## Document
Unclear how a yacc/bison production spec can cause

2019-09-10 10:55发布

问题:

This is not homework, but it is from a book. I'm given the following grammar:

%{
#include <stdio.h>
#include <ctype.h>

int yylex();
int yyerror();
%}

%%

command : exp '\n' { printf("%d\n", $1); exit(0); }
        | error '\n'
          { 
            yyerrok;
            printf("reenter expression: "); 
          }
          command
        ;

exp : exp '+' term { $$ = $1 + $3; }
    | exp '-' term { $$ = $1 - $3; }
    | term { $$ = $1; }
    ;

term : term '*' factor { $$ = $1 * $3; }
     | factor { $$ = $1; }
     ;

factor : NUMBER { $$ = $1; }
       | '(' exp ')' { $$ = $2; }
       ;

%%

int main() {
  return yyparse();
}

int yylex() {
  int c;

  /* eliminate blanks*/
  while((c = getchar()) == ' ');

  if (isdigit(c)) {
    ungetc(c, stdin);
    scanf("%d\n", &yylval);
    return (NUMBER);
  }

  /* makes the parse stop */
  if (c == '\n') return 0;

  return (c);
}

int yyerror(char * s) {
  fprintf(stderr, "%s\n", s);
  return 0;
} /* allows for printing of an error message */

Here is the task:

The simple error recovery technique suggested for the calculator program is flawed in that it could cause stack overflow after many errors. Rewrite it to remove this problem.

## Set task
Translate this sentence from the yacc/bison post into Spanish: "The simple error recovery technique suggested for the calculator program is flawed in that it could cause stack overflow after many errors."

Point placement listing:
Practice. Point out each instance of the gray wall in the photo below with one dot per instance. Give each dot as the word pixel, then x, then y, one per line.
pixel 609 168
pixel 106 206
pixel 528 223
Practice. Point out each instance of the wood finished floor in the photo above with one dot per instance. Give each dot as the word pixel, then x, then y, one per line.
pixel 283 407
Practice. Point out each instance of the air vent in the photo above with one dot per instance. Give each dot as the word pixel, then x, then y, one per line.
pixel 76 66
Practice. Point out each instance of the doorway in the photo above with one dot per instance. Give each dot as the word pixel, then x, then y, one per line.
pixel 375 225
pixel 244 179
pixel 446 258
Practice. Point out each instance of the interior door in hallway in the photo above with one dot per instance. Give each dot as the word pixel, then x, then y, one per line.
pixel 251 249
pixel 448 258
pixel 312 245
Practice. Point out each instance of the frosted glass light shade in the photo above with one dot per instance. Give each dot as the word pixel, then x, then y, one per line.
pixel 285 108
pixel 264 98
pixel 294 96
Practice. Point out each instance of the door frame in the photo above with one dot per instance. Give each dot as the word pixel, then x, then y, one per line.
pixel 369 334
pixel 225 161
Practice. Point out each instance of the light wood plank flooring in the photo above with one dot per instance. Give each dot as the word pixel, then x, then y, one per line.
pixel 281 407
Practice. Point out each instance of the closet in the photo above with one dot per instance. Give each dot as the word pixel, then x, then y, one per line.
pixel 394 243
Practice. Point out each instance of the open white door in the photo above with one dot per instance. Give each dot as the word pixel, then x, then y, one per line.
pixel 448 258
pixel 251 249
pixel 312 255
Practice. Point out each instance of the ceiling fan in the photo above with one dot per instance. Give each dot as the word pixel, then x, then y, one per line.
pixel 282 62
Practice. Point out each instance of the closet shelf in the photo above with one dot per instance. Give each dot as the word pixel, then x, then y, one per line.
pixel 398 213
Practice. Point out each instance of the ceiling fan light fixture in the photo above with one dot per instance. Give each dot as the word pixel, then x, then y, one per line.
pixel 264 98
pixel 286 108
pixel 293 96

## Expected output
La sencilla técnica de recuperación de errores sugerida para el programa de calculadora tiene un defecto: podría provocar un desbordamiento de pila después de muchos errores.